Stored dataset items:
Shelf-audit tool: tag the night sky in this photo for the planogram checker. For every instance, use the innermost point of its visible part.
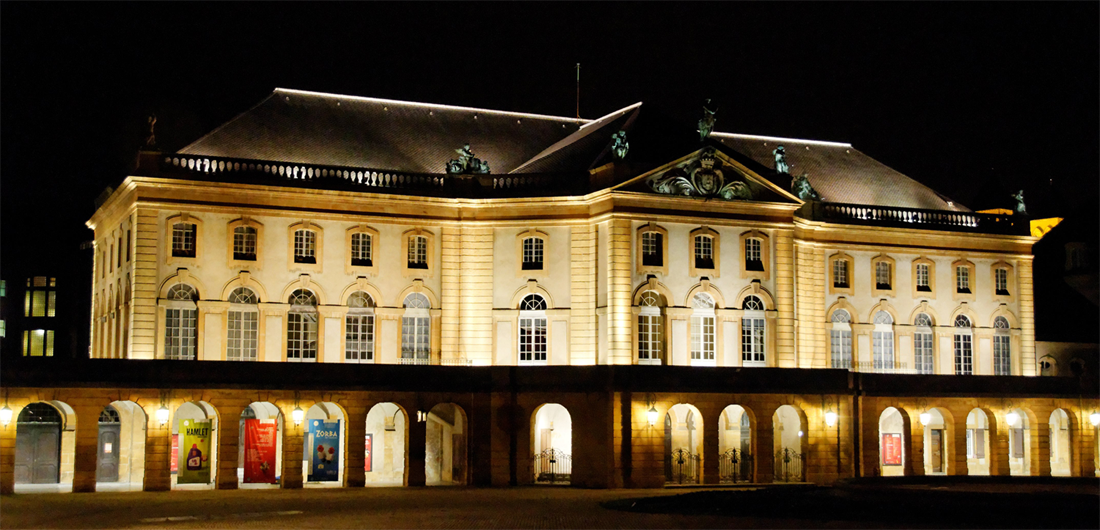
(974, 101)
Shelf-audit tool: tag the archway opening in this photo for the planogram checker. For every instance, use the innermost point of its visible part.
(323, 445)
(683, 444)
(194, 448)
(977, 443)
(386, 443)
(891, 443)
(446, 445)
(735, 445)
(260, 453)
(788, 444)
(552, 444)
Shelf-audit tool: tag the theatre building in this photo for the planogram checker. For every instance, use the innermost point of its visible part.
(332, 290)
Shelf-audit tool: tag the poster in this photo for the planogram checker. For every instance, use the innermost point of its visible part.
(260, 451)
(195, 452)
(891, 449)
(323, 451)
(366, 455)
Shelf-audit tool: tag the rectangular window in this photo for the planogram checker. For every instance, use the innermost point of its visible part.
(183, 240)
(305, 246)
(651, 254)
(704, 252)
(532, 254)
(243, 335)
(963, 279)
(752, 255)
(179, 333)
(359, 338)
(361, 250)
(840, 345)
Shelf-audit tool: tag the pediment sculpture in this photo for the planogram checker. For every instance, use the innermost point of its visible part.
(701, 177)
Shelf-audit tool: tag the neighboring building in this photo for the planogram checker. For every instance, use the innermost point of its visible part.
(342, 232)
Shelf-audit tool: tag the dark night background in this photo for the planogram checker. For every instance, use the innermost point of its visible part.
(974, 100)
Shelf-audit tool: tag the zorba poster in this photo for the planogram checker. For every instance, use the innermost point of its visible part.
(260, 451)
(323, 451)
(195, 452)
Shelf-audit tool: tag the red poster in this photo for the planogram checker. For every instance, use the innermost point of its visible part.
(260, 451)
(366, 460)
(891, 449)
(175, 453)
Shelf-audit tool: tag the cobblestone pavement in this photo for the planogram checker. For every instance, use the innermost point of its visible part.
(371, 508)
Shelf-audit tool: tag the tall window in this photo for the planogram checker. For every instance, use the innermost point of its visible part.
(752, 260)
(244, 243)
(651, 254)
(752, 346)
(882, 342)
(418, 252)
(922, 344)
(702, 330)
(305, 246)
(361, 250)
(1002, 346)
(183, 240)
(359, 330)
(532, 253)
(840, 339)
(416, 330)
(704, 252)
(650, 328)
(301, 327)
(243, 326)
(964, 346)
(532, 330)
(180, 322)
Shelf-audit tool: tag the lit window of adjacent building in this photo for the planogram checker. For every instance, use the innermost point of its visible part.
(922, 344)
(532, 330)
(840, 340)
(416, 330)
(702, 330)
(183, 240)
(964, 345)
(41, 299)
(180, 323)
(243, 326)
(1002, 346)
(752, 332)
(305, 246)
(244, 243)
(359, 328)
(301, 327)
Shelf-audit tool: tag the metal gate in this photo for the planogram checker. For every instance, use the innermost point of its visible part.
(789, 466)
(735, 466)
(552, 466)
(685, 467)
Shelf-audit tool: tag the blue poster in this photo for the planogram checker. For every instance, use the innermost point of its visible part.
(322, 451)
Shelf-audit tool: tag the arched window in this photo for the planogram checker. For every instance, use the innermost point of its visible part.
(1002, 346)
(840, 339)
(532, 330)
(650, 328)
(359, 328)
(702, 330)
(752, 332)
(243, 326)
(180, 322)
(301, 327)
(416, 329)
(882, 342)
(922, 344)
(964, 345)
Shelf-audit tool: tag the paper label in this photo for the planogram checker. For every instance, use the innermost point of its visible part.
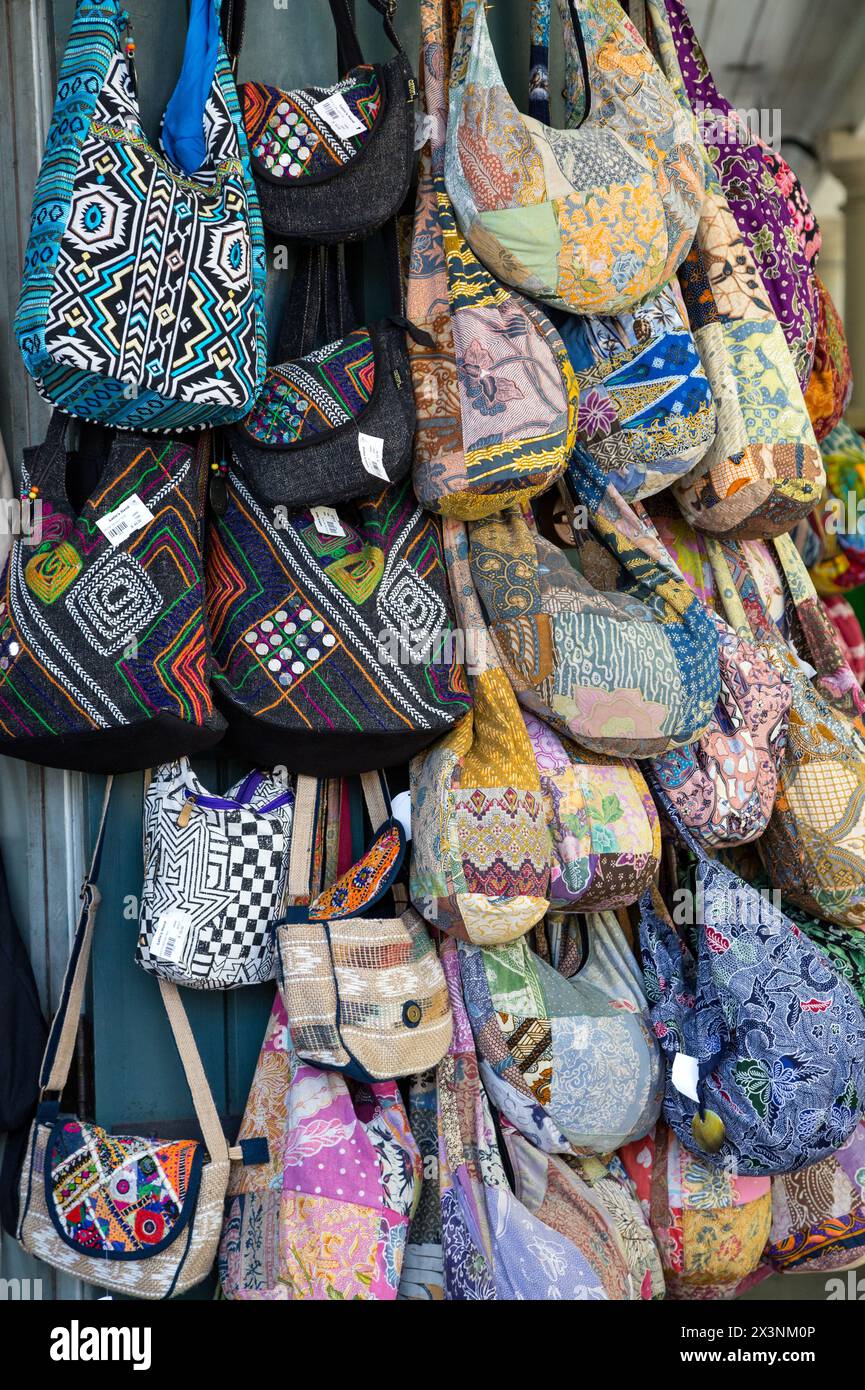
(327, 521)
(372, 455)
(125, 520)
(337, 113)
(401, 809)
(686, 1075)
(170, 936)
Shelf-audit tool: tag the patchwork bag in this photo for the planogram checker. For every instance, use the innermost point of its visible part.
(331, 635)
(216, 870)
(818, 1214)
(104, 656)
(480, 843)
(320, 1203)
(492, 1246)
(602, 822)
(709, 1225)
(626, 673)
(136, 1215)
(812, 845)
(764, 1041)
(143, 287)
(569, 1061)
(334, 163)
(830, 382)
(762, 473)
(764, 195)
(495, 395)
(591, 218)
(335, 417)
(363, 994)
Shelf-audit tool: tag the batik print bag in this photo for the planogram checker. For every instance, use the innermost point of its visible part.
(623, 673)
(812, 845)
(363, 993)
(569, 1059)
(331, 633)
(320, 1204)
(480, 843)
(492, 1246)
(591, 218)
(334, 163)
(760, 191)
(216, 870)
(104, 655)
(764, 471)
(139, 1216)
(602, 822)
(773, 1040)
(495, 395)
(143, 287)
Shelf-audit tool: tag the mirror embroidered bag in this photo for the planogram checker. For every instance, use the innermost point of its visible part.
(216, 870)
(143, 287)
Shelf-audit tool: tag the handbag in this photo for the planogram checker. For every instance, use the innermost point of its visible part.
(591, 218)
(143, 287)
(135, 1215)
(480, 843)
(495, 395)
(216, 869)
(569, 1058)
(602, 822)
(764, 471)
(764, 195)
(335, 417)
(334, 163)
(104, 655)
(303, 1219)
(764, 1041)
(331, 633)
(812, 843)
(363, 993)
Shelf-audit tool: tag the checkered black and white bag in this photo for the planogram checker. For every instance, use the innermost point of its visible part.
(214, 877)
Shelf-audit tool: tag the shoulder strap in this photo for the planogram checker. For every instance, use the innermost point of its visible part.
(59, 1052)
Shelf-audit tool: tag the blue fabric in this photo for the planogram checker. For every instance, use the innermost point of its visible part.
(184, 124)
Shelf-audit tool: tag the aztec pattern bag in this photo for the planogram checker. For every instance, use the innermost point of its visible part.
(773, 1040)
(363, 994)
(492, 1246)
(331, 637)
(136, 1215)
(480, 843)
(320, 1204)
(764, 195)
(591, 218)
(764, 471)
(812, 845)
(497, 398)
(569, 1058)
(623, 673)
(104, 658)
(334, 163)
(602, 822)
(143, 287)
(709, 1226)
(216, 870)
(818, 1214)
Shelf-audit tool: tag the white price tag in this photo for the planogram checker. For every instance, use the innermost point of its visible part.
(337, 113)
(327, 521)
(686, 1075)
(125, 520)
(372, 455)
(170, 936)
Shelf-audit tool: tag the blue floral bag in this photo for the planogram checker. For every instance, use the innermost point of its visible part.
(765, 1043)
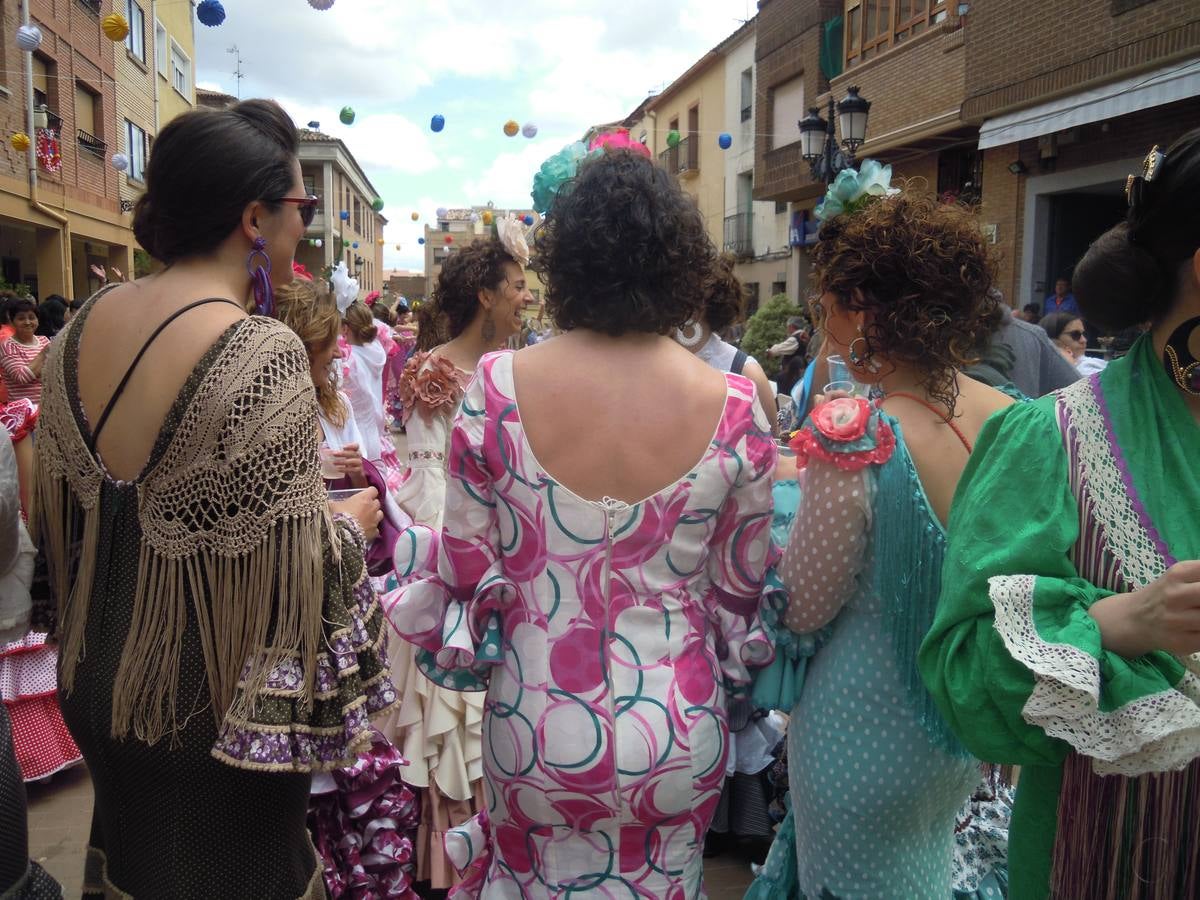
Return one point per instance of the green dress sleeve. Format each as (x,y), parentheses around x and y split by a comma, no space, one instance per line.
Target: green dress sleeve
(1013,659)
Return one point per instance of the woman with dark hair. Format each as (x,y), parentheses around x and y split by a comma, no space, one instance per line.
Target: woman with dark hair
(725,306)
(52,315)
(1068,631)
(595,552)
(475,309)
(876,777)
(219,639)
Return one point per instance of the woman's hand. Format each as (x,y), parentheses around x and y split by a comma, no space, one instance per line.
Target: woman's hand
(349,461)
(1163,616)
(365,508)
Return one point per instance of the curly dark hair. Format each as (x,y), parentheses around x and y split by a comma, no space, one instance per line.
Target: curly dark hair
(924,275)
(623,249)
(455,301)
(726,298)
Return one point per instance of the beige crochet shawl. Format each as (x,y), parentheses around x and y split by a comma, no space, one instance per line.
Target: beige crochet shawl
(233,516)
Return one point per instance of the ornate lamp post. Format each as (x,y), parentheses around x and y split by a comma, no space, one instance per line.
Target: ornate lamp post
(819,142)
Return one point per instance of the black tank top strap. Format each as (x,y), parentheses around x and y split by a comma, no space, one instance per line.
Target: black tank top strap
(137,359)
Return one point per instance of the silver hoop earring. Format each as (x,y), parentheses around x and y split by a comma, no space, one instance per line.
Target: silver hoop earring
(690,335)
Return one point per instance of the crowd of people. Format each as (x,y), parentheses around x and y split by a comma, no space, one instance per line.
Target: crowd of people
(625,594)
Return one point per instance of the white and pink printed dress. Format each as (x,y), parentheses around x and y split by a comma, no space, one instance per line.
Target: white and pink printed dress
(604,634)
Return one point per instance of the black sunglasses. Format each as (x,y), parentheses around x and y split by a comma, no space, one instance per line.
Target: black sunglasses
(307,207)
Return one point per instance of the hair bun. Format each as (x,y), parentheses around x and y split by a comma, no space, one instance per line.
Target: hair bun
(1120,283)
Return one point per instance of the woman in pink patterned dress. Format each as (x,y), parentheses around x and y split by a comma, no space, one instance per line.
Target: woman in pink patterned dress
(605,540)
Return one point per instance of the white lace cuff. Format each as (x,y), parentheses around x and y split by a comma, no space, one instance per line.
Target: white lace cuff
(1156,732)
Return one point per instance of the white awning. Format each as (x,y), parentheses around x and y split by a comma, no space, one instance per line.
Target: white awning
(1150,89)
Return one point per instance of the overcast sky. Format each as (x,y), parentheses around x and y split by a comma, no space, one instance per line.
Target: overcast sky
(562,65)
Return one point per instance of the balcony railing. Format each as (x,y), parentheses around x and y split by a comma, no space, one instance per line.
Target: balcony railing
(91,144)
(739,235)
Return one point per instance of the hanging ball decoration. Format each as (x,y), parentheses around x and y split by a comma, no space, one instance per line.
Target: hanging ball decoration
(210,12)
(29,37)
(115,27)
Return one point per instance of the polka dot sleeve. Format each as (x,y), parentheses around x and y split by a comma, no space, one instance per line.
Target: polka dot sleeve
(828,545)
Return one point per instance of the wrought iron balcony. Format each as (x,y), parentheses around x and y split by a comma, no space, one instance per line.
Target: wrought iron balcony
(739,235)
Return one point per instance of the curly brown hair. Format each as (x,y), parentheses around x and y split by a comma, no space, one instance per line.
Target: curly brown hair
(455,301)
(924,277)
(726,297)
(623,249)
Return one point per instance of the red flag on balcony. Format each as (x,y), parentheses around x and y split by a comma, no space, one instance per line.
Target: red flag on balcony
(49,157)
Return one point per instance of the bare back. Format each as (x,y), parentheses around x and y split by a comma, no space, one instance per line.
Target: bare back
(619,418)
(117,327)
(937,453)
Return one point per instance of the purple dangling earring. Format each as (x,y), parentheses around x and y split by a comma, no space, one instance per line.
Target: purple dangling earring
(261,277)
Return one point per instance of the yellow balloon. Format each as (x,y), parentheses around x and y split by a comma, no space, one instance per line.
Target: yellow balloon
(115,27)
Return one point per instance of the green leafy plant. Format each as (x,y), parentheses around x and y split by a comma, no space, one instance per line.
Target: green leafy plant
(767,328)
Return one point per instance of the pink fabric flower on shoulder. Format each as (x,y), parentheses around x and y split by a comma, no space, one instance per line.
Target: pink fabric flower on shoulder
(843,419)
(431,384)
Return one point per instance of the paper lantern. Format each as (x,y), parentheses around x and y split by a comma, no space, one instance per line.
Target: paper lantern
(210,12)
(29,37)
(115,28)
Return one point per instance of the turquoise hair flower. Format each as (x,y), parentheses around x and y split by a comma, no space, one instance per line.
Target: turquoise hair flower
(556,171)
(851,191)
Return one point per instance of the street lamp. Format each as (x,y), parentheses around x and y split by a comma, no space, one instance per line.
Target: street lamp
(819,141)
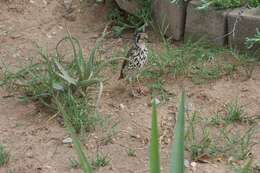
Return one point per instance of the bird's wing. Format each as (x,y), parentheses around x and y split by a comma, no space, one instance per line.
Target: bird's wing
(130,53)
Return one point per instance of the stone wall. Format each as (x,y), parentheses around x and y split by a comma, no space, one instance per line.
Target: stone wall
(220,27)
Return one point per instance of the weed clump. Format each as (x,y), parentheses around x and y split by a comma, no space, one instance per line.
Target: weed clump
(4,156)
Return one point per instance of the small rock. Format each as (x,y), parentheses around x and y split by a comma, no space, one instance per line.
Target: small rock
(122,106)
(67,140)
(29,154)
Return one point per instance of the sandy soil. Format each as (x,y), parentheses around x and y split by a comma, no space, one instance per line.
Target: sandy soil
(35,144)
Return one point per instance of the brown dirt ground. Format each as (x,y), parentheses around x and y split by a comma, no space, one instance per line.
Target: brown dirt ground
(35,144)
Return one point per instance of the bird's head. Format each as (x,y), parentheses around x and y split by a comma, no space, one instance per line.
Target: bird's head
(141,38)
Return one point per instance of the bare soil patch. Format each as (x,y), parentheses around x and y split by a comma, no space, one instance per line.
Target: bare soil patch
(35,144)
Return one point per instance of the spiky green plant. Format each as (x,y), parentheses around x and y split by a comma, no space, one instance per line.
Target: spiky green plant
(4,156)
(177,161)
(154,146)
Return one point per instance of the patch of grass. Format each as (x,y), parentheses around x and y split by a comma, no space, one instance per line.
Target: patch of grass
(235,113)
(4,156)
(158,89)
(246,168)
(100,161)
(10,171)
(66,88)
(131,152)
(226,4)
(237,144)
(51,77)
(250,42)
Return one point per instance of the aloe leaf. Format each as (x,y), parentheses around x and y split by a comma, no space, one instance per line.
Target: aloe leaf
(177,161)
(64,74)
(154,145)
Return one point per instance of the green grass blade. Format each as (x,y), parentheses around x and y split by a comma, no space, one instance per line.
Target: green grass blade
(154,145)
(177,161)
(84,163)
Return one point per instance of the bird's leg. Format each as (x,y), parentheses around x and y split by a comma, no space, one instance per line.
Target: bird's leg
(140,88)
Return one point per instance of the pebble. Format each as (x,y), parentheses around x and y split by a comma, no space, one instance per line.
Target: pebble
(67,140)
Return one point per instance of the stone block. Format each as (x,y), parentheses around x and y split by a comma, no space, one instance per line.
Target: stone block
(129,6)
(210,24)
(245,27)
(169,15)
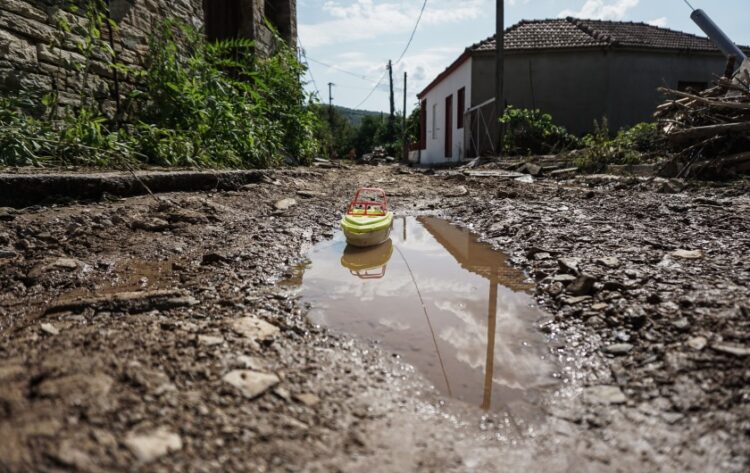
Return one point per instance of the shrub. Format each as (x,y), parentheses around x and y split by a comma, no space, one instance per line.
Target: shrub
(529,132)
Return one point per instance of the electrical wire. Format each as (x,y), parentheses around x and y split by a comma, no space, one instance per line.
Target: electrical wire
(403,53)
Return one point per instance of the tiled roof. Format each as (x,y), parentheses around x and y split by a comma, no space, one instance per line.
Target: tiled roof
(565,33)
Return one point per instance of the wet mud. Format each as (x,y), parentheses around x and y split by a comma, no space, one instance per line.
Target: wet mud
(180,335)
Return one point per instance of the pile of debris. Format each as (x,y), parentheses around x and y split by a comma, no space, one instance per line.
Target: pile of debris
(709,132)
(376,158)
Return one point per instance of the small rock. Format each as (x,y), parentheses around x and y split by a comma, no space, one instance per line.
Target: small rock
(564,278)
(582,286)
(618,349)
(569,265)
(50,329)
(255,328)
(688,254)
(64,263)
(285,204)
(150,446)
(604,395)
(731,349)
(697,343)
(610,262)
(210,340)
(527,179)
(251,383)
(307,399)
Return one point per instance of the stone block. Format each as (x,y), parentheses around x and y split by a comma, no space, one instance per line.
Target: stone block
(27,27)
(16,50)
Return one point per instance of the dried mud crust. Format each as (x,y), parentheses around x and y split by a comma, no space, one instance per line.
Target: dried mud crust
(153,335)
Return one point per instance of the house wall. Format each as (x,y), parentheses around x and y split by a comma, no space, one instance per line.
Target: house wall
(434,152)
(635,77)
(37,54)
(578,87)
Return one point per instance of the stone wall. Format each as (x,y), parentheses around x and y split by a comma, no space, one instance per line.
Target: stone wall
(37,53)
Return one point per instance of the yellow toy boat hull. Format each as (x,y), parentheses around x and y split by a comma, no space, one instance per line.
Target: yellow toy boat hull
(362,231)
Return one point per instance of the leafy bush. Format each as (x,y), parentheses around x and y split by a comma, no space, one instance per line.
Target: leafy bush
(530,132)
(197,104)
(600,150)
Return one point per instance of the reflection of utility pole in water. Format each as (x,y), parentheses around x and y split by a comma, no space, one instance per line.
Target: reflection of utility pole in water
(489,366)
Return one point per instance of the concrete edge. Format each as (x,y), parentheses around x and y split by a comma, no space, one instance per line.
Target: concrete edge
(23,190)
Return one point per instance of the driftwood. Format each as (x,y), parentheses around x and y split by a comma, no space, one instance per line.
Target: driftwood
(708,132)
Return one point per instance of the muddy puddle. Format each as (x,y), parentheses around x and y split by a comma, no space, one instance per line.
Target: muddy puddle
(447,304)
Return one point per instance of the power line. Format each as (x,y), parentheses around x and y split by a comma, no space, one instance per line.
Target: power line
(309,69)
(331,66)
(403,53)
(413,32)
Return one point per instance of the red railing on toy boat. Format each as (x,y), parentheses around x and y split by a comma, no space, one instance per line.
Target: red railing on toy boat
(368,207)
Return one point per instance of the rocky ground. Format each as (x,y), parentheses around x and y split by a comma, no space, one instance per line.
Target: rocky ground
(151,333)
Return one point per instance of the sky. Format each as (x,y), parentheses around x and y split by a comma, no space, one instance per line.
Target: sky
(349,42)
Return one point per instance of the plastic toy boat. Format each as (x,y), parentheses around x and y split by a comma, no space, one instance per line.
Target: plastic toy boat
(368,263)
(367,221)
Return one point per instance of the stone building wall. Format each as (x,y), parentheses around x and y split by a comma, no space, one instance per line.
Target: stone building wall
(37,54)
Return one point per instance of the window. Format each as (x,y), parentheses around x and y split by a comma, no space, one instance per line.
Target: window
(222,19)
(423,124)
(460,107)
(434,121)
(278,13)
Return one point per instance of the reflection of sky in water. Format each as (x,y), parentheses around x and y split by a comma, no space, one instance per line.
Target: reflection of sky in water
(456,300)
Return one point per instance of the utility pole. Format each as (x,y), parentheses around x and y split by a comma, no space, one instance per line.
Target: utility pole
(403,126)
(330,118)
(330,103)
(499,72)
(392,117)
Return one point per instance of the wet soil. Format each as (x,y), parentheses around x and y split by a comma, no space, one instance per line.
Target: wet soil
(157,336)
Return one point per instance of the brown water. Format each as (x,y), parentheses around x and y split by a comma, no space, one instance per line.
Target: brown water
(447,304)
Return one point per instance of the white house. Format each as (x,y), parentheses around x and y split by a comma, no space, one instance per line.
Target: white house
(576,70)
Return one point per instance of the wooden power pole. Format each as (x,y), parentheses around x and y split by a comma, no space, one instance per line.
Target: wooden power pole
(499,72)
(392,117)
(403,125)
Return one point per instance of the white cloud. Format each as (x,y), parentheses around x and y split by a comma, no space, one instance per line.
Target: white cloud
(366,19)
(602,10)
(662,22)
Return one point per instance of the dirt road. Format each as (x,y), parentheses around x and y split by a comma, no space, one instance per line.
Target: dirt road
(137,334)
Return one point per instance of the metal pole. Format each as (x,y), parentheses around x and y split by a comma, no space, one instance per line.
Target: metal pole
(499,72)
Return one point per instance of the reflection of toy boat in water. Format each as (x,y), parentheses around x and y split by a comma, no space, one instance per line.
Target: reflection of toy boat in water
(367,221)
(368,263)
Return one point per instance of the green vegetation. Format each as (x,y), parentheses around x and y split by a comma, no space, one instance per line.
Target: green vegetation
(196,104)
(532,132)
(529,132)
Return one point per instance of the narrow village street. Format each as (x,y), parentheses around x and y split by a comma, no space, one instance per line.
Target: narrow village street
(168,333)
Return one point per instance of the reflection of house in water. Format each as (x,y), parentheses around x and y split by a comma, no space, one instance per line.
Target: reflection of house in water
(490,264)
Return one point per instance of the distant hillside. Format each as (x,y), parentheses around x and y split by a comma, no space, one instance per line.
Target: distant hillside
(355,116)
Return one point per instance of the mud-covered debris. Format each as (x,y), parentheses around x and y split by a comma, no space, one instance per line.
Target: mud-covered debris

## EXERCISE:
I need exact copies of the lines from the one holding "Target: reflection of house in water" through the end of the records above, and nothing beyond them.

## SOLUTION TO THIS TASK:
Target: reflection of house in water
(490,264)
Return one point per instance of the distant hillside. Format each as (x,y), parentheses around x and y split by a comma, no space, one instance per line.
Target: distant hillside
(355,116)
Return one point per instance of the mud-covered debris. Format each as (x,y), parentheses around x and y split by a comma, no space, one instance per line.
Target: mud-covered debris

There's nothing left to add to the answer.